WHAT NEEDS TO BE DONE:
Write out all the data again, exactly.

AVAILABLE RECORDS:
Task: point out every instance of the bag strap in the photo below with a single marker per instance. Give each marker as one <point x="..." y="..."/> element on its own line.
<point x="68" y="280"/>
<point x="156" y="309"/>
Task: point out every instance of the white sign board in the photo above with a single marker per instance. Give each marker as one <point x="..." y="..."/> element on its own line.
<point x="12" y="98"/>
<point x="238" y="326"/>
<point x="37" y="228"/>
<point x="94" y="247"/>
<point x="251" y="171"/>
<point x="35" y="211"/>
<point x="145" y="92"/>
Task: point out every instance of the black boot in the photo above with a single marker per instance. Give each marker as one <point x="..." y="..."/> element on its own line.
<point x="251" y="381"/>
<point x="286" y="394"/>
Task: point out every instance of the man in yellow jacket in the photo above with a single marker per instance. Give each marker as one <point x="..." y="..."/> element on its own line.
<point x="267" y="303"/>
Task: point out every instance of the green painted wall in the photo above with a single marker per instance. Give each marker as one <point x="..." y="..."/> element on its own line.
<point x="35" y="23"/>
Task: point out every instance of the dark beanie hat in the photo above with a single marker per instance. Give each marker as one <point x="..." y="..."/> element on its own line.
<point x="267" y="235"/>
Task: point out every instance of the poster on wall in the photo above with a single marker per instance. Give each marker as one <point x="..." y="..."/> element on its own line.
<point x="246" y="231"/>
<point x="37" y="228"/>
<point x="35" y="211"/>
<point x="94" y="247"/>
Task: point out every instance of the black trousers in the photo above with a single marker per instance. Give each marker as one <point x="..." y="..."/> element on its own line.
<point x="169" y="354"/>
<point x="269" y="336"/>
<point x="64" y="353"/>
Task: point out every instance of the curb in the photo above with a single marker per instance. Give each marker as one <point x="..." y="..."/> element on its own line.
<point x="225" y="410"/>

EXERCISE RESPONSE:
Task: point out every instance of the bag strap in the photo below with a single marker per instance. Give each marker as one <point x="..." y="..."/> element on its own line.
<point x="68" y="280"/>
<point x="156" y="309"/>
Task: point out every instance of the white sign board in the photo above with a single marker per instance. Give each marker as one <point x="..." y="..."/> element on its own line.
<point x="12" y="98"/>
<point x="238" y="326"/>
<point x="37" y="228"/>
<point x="94" y="247"/>
<point x="251" y="171"/>
<point x="35" y="211"/>
<point x="145" y="92"/>
Task: point out every instance of the black boot in the photo above with a single marker per instance. Give each marker as one <point x="..." y="..."/> element on its own line.
<point x="251" y="381"/>
<point x="286" y="394"/>
Task: point out every instance of the man in yellow jacket in the photo above with a single marker per instance. Give each marker as one <point x="..." y="..."/> element on its own line.
<point x="267" y="303"/>
Task: point out every instance of the green painted wall in the photo above with a single marker per instance. Give each marker as one <point x="..." y="..."/> element on its own line.
<point x="35" y="23"/>
Task: point out every instance of the dark beanie hat in the photo above with a single marker per instance. Give each marker as one <point x="..." y="..."/> element on its own line.
<point x="267" y="235"/>
Task: point out every instance of the poster on wall in the photo above with a single marker per instance. Give each marker as one <point x="..." y="..."/> element on its own line.
<point x="246" y="231"/>
<point x="37" y="228"/>
<point x="35" y="211"/>
<point x="94" y="247"/>
Task: point out every instance of the black trousers in the photo above with a single marker per instance. Give each marker as one <point x="..." y="..."/> element on its own line.
<point x="169" y="354"/>
<point x="269" y="336"/>
<point x="64" y="353"/>
Task: point out every instance of the curb in the photo above with a single marker per instance. Give each marker as one <point x="..." y="..."/> element on its own line.
<point x="225" y="410"/>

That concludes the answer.